* Data for this exercise
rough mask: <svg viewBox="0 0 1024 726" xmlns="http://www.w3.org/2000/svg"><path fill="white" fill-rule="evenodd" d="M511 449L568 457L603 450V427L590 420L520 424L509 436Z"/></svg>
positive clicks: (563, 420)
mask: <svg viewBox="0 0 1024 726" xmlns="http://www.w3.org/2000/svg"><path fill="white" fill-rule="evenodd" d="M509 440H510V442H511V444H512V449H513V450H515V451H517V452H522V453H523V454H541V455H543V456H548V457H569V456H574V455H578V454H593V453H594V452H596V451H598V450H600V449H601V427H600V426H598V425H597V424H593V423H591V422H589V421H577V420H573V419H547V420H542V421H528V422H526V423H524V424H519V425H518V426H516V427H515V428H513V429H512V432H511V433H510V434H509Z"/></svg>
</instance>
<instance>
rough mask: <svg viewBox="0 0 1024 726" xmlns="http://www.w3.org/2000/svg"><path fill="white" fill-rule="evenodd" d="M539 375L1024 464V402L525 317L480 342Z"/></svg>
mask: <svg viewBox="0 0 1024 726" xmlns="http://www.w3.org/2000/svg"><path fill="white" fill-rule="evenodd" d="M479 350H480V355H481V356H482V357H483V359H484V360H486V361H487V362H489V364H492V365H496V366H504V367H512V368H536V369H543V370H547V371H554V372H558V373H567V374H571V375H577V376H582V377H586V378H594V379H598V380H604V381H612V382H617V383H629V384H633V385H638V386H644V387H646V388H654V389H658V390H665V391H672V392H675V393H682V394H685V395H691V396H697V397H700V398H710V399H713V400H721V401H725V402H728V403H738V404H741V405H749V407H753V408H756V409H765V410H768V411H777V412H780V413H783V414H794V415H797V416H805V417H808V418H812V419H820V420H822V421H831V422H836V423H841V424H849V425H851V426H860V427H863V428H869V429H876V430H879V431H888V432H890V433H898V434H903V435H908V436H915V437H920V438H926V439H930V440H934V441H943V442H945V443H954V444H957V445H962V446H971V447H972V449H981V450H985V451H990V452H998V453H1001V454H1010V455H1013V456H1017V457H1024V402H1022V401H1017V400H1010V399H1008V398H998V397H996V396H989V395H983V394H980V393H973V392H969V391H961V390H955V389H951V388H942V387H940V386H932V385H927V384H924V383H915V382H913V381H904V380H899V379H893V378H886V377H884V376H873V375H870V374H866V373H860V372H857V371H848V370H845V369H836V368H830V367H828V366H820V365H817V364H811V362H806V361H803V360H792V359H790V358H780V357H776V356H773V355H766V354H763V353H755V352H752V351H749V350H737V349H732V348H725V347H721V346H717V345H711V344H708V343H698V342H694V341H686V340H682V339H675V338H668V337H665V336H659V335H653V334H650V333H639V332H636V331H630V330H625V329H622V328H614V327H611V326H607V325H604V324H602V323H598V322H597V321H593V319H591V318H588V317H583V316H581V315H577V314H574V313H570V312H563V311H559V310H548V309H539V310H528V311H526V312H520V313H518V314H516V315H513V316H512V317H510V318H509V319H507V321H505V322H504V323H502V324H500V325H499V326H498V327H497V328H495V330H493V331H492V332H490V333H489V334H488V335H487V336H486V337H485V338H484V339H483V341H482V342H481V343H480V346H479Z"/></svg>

* Action item
Would you please repeat all the entries exactly as written?

* Exercise result
rough mask: <svg viewBox="0 0 1024 726" xmlns="http://www.w3.org/2000/svg"><path fill="white" fill-rule="evenodd" d="M511 449L568 457L603 450V427L590 420L520 424L509 436Z"/></svg>
positive clicks: (563, 420)
mask: <svg viewBox="0 0 1024 726" xmlns="http://www.w3.org/2000/svg"><path fill="white" fill-rule="evenodd" d="M509 440H510V442H511V444H512V449H513V450H515V451H517V452H522V453H523V454H541V455H543V456H548V457H569V456H574V455H578V454H593V453H594V452H596V451H598V450H600V449H601V427H600V426H598V425H597V424H593V423H591V422H589V421H577V420H573V419H547V420H542V421H528V422H526V423H524V424H519V425H518V426H516V427H515V428H513V429H512V432H511V433H510V434H509Z"/></svg>
</instance>
<instance>
rough mask: <svg viewBox="0 0 1024 726" xmlns="http://www.w3.org/2000/svg"><path fill="white" fill-rule="evenodd" d="M539 375L1024 464V402L525 317L480 342Z"/></svg>
mask: <svg viewBox="0 0 1024 726" xmlns="http://www.w3.org/2000/svg"><path fill="white" fill-rule="evenodd" d="M479 350H480V355H481V356H482V357H483V359H484V360H486V361H487V362H489V364H492V365H496V366H504V367H512V368H536V369H543V370H547V371H554V372H558V373H567V374H571V375H577V376H582V377H586V378H594V379H598V380H604V381H612V382H617V383H629V384H633V385H638V386H644V387H646V388H654V389H658V390H665V391H672V392H675V393H682V394H685V395H691V396H697V397H700V398H710V399H713V400H721V401H725V402H728V403H738V404H741V405H749V407H753V408H756V409H765V410H768V411H777V412H780V413H783V414H794V415H797V416H805V417H808V418H812V419H820V420H822V421H831V422H836V423H841V424H849V425H851V426H860V427H863V428H869V429H876V430H879V431H888V432H890V433H898V434H903V435H908V436H915V437H920V438H926V439H930V440H934V441H943V442H945V443H954V444H957V445H962V446H971V447H972V449H981V450H985V451H990V452H998V453H1001V454H1010V455H1013V456H1017V457H1024V402H1022V401H1017V400H1010V399H1008V398H998V397H996V396H989V395H983V394H980V393H973V392H969V391H961V390H955V389H951V388H942V387H940V386H932V385H927V384H924V383H915V382H913V381H904V380H899V379H893V378H886V377H884V376H873V375H870V374H866V373H860V372H857V371H848V370H845V369H836V368H830V367H828V366H820V365H817V364H811V362H806V361H803V360H792V359H790V358H780V357H776V356H773V355H766V354H763V353H755V352H752V351H749V350H737V349H732V348H725V347H721V346H717V345H711V344H708V343H698V342H694V341H686V340H682V339H675V338H668V337H665V336H659V335H653V334H650V333H639V332H636V331H630V330H625V329H622V328H614V327H611V326H607V325H604V324H602V323H598V322H597V321H593V319H591V318H588V317H583V316H581V315H577V314H574V313H570V312H563V311H559V310H548V309H539V310H528V311H526V312H520V313H518V314H516V315H513V316H512V317H510V318H509V319H507V321H505V322H504V323H502V324H500V325H499V326H498V327H497V328H495V330H493V331H492V332H490V333H489V334H488V335H487V336H486V337H485V338H484V339H483V341H482V342H481V343H480V346H479Z"/></svg>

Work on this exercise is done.